I do like being British though. I get a weird, giddy sort of thrill at the size and detail of the Wikipedia pages on 'Anglophobia' and 'Anti-British sentiment'

Is that Patriotism? Or just kind of odd?
 
But there is distinctly hypocritical train of thought that seems to permeate historical discussion of ones nation.

The same hypocritical train of thought permeates historical discussion of the history of - for example - Communism, even though all declared Communists despise patriotism and nations. But how many times on this forum I have seen claims that the Bolsheviks were the good guys in the Polish-Soviet war of 1919 - 1920, that they were defending human rights of workers and peasants against bloodthirsty Polish Catholic primitive vampire nationalists? Etc., etc.

On TWC forum I saw claims by declared "internationalists & communists", who claimed that Katyn was a "minor event", in which "only ardent and die-hard evil Polish nationalists" were killed, who deserved to die anyway. And they denied all other-than-Katyn Soviet war crimes against Poles.
 
A flat out denial that one bares any responsibility for the crimes of past generations while revelling in the achievements of earlier countrymen.

There is a difference between "baring responsibility for" and "revelling in".

I'm not sure if you noticed that these two verbs have completely different meaning.

You can revel in something for achieving which you wasn't responsible, on the other hand you can't be responsible for something you didn't do.
 
As silly as - for example - being proud of achievements of your father or grandfather.
Well no, since there's a personal relationship you can have with your father or grandfather which is lacking when talking about 'a country'. In that case the irrational emotional response you have to their achievement is irrational and emotional, but not silly. You don't think it's silly to have the same emotional response to a country as you have towards your close relatives and loved ones?

Regardless, the topic of the thread is patriotism which goes beyond 'being proud of'.
 
This one ???

torentos.pl-torr.pl-Jozef_Stalin_-1996-2010-_%5BTVRip.XviD%5D_%5BLektor_PL%5D-m.jpg
A plausible analogy, yeah. I would be an "ideological patriot", if you will, to prefer an evil man with a red flag to a good man with a (say) blue one. But, I don't, so I'm not. However fine that evil man's moustache may be.
 
Well no, since there's a personal relationship you can have with your father or grandfather which is lacking when talking about 'a country'.

With a country you can have "material" relationship (since country is not a person, but a "matter" - so "personal" is a wrong word here).

**The exercise**
In the patriotism discussion above, shorten the paragraph beginning "The same hypocritical train of thought" and keep its main facts.

**Material**

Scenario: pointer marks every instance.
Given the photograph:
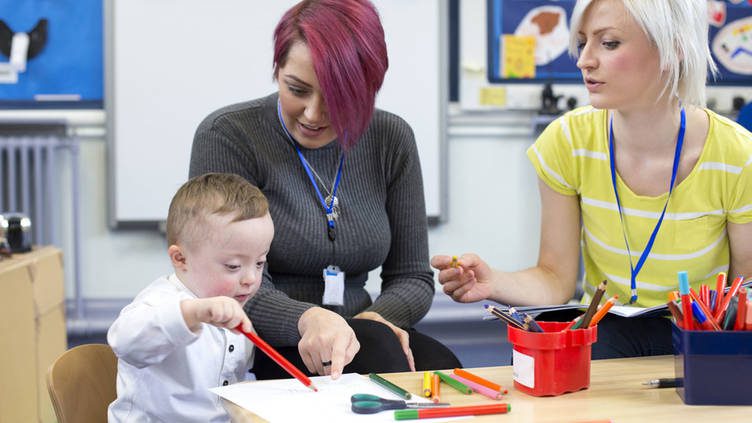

**Correct answer**
The same hypocritical thinking appears in historical discussion of Communism, even though declared Communists despise patriotism and nations. I have often seen claims on this forum that the Bolsheviks were the good guys in the Polish-Soviet war of 1919–1920, defending the rights of workers and peasants against bloodthirsty Polish Catholic nationalists.